Problem details:
Repeat each of the rows below word for word, changing nothing.

[Items taken from a data source]
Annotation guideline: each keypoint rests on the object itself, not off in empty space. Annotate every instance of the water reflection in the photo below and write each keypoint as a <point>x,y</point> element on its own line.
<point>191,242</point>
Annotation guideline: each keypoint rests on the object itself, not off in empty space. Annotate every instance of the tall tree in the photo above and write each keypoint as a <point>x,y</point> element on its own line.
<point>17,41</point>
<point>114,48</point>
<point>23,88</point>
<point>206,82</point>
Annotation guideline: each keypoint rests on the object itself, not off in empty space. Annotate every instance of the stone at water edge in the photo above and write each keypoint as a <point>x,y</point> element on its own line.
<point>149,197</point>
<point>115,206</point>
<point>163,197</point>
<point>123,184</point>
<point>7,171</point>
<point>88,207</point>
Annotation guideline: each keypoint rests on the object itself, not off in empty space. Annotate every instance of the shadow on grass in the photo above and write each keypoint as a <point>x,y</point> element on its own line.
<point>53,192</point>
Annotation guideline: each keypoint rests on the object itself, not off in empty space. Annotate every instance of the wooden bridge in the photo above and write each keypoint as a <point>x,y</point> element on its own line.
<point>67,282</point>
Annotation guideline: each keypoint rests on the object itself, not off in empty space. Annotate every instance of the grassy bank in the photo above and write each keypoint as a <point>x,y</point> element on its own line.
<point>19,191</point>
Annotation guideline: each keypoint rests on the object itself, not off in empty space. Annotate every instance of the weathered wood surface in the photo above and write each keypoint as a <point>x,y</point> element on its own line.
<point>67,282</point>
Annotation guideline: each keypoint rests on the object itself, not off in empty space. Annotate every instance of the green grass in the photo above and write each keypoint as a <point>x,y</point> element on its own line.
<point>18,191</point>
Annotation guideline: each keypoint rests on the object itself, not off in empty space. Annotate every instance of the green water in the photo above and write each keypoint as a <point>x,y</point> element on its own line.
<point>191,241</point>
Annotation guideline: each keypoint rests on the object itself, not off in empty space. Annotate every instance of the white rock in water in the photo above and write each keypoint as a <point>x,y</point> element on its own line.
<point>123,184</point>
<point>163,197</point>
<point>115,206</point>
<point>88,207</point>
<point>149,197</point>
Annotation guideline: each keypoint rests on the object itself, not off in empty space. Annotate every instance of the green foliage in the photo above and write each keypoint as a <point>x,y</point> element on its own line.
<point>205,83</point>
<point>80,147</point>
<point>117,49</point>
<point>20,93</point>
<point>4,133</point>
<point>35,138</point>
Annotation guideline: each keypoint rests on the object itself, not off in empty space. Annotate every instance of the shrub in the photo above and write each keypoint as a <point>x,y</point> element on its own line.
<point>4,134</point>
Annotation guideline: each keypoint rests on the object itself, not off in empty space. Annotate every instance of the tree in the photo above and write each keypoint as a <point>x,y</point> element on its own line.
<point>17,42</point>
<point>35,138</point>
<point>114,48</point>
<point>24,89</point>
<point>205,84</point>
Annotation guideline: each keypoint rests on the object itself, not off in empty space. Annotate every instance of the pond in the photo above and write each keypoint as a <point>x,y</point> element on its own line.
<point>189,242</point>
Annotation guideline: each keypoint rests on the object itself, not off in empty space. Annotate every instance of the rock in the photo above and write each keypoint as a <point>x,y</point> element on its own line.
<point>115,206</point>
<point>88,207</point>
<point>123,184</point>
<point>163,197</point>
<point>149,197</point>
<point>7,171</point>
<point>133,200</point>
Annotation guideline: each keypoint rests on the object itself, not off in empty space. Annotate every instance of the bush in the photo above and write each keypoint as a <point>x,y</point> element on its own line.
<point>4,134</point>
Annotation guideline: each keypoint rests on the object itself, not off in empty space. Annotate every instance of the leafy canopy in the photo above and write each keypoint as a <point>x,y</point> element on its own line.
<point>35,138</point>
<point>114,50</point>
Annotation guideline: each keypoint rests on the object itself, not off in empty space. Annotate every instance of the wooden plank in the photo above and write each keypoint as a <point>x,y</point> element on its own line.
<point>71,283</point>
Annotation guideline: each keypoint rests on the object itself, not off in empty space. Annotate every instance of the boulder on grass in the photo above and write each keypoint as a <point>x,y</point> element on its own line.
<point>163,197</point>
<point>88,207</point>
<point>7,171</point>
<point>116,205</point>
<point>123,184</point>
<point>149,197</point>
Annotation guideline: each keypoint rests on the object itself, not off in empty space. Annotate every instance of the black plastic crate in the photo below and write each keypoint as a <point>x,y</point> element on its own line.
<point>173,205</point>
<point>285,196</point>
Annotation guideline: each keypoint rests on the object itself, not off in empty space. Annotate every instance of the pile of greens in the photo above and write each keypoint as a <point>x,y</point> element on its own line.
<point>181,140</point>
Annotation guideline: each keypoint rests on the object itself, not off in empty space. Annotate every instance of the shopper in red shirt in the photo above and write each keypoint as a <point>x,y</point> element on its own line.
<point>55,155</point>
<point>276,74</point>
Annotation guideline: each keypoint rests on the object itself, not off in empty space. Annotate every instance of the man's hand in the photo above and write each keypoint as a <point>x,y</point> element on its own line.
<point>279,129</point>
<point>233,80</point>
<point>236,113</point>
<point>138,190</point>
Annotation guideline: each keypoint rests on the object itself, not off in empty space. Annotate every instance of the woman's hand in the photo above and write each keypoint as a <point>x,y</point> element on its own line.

Task result:
Annotation guideline: each keypoint rests on the object itself, not off in empty space. Annotate every instance of the water reflection in the photo below and write each keypoint as a <point>x,y</point> element on its own line.
<point>191,242</point>
Annotation guideline: each keypoint rests on the object itself, not off in empty space. Annotate every instance of the tall tree in the photo above and write each keypoint as a <point>x,y</point> element on its own line.
<point>17,41</point>
<point>114,48</point>
<point>23,88</point>
<point>206,82</point>
Annotation guideline: each keypoint rests on the object itself, not off in empty space. Annotate every instance of the stone at water edge in the photo above and write each keypoint as a <point>x,y</point> element on its own line.
<point>149,197</point>
<point>115,206</point>
<point>163,197</point>
<point>123,184</point>
<point>7,171</point>
<point>88,207</point>
Annotation guideline: each keypoint rests on the object itself, not off in empty space. Annotate every instance of the shadow on grass in the photo above and write each keypoint as a <point>x,y</point> element on its own line.
<point>53,192</point>
Annotation guideline: each keypoint rests on the object itself, not off in empty space. Annotate every instance of the wooden bridge in the photo above and write each keypoint as a <point>x,y</point> element on its own line.
<point>67,282</point>
Annotation guideline: each keypoint rests on the object itself, not off in empty space. Annotate every instance of the grassy bank in the photo above and write each keypoint as a <point>x,y</point> element on its own line.
<point>19,191</point>
Annotation guideline: each keypoint rests on the object itself, not off in empty space. Annotate every instance of the weathered wood surface in the photo above and write each keypoint as a <point>x,y</point> element on its own line.
<point>67,282</point>
Annotation guideline: each keypoint rests on the object itself, not off in empty space. Annotate every instance of the green grass in the photo above and write each keypoint as a <point>x,y</point> element on its own line.
<point>18,191</point>
Annotation guideline: each keypoint rests on the object itself, not off in empty space. Annotate every instance of the green water in the photo above and write each keypoint as a <point>x,y</point> element on its own line.
<point>191,241</point>
Annotation guideline: each keypoint rests on the object itself, not off in empty space. Annotate every instance of the white rock in water in the photo above and write each keypoint as a <point>x,y</point> element on its own line.
<point>123,184</point>
<point>163,197</point>
<point>115,206</point>
<point>88,207</point>
<point>149,197</point>
Annotation guideline: each keypoint rests on the object itself, not off in empty space. Annotate every instance of the green foliage in the photo above and write each keypoint as a <point>x,y</point> element on its own line.
<point>205,83</point>
<point>80,147</point>
<point>117,49</point>
<point>20,93</point>
<point>4,133</point>
<point>35,138</point>
Annotation guideline: each keypoint rests on the object itself, not off in empty space. Annotate every instance of the shrub in the photo above and write each keypoint as a <point>x,y</point> element on its own line.
<point>4,134</point>
Annotation guideline: each keypoint rests on the object itself, not off in empty space. Annotate every instance of the tree in the photo above and write each keypoint as a <point>x,y</point> element on its own line.
<point>17,42</point>
<point>35,138</point>
<point>114,48</point>
<point>24,89</point>
<point>205,84</point>
Annotation guideline: each keypoint rests on the object itself, not off in empty space. Annotate every instance of the pond in the photo above and write each keypoint as a <point>x,y</point> element on its own line.
<point>189,242</point>
Annotation guideline: each keypoint rests on the object itself, not off in empty space. Annotate every instance of the rock in the photo above and write each keypoint as a <point>x,y</point> element on its own line.
<point>115,206</point>
<point>88,207</point>
<point>123,184</point>
<point>163,197</point>
<point>149,197</point>
<point>7,171</point>
<point>133,200</point>
Annotation guideline: each keypoint rests on the object itself, not off in empty space. Annotate every instance of the bush in the photo above and write each keypoint as a <point>x,y</point> element on its own line.
<point>4,134</point>
Annotation guideline: each keypoint rests on the object itself, not off in empty space. Annotate every instance of the leafy canopy in the photo above and write each keypoint as a <point>x,y</point> element on its own line.
<point>35,138</point>
<point>114,50</point>
Annotation guideline: each keypoint rests on the object itself, not off in empty space. Annotate every instance of the wooden plank in the photo above and write each keypoint as a <point>x,y</point> element on its own line.
<point>71,283</point>
Annotation guideline: each keypoint rests on the object itself, not off in empty space. Annotate every instance of the boulder on grass in the photo above and write each keypoint as a <point>x,y</point> element on its own line.
<point>163,197</point>
<point>88,207</point>
<point>7,171</point>
<point>116,205</point>
<point>123,184</point>
<point>149,197</point>
Annotation guideline: each keypoint rests on the object itself, not off in empty space. Annotate every instance of the black plastic crate in the photo below and write each keypoint as a <point>x,y</point> element on its own line.
<point>173,205</point>
<point>285,196</point>
Annotation guideline: each keypoint rests on the object itself, not off in empty space. Annotate every instance of the pile of greens in the photo above and write each keypoint as a <point>x,y</point> element on its own line.
<point>181,140</point>
Annotation guideline: each keypoint rests on the object itself, not off in empty space. Annotate every instance of the shopper in red shirt in the photo above and write each keypoint as a <point>x,y</point> element on its own line.
<point>55,155</point>
<point>276,74</point>
Annotation guideline: each keypoint rests on the object itself, not off in empty space. Annotate every instance of the man's hand in the photo above and write each keypoint as a <point>x,y</point> element on its own line.
<point>279,129</point>
<point>233,80</point>
<point>236,113</point>
<point>138,190</point>
Annotation guideline: each keypoint rests on the object itself, not off in empty space. Annotate every instance of the woman's hand in the photo above and write each keypoint as a <point>x,y</point> element on its own line.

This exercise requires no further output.